■ **The problem**:
Could you give the records below again exactly, without the pictures?

Start of Block

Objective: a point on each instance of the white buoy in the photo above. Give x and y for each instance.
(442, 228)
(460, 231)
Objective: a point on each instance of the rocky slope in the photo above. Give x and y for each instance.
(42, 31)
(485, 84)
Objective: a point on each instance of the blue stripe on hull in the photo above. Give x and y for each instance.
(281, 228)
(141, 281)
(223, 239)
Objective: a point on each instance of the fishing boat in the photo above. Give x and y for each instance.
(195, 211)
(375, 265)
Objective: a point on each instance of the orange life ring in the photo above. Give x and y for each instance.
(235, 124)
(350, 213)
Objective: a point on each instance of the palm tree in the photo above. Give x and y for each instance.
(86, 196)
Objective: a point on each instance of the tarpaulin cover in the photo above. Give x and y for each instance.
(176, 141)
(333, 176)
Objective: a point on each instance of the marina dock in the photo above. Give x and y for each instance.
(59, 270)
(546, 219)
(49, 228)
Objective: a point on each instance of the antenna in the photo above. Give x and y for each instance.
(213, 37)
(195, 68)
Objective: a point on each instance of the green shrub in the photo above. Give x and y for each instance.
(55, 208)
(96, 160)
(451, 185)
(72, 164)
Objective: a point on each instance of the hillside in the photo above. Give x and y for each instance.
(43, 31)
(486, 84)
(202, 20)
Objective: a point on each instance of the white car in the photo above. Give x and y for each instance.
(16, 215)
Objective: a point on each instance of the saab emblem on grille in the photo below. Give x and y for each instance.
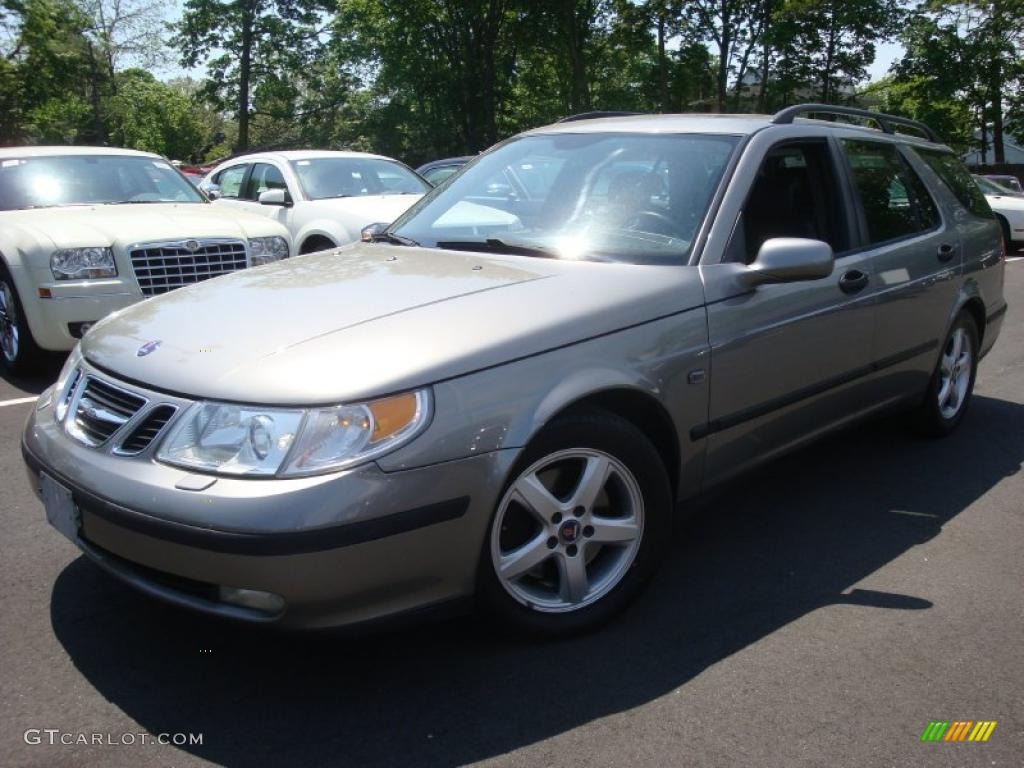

End of Block

■ **Result**:
Objective: a point on each instance of the white buoy in the photo above. Give x and y for each instance.
(442, 228)
(460, 231)
Objective: a point on each instance of the rocky slope in the photo above. Give x and y for each instance.
(42, 31)
(485, 84)
Objective: a point on each instance of the blue stripe on hull in the photo above. Give x and y for each instance.
(281, 228)
(141, 281)
(223, 239)
Objective: a point on each instance of the fishing boat in the photo above. Give x and y for each instance.
(195, 211)
(375, 265)
Objective: a point on each instance of the orange life ring in the photo above. Give x and y for each instance.
(235, 124)
(350, 213)
Objective: a point on each instance of the palm tree in the photo above. Give x and y for each instance.
(86, 196)
Objective: a point on each instance of the tarpaulin cover in the photo above. Give x and y for each instance.
(176, 141)
(333, 176)
Objective: a point on each instance of the marina dock in the photo above. Give x and y for each instance.
(59, 270)
(546, 219)
(49, 228)
Objective: a point on each instance of the antenna in the photo above. Give x and y for each instance.
(213, 37)
(195, 68)
Objective: a point on each instance of the green shrub in the photo above. Give x and y for each instance.
(55, 208)
(96, 160)
(451, 185)
(72, 164)
Objective: a point on each instance of the hillside in the photo above. Give x and y for each instance.
(43, 31)
(486, 84)
(202, 20)
Objective: a point on each instance of the white car in the photo above. Give x and y for each instance.
(16, 215)
Objective: a point on each instance of the saab emblem on grille in the photo below. Give x and y for each instance.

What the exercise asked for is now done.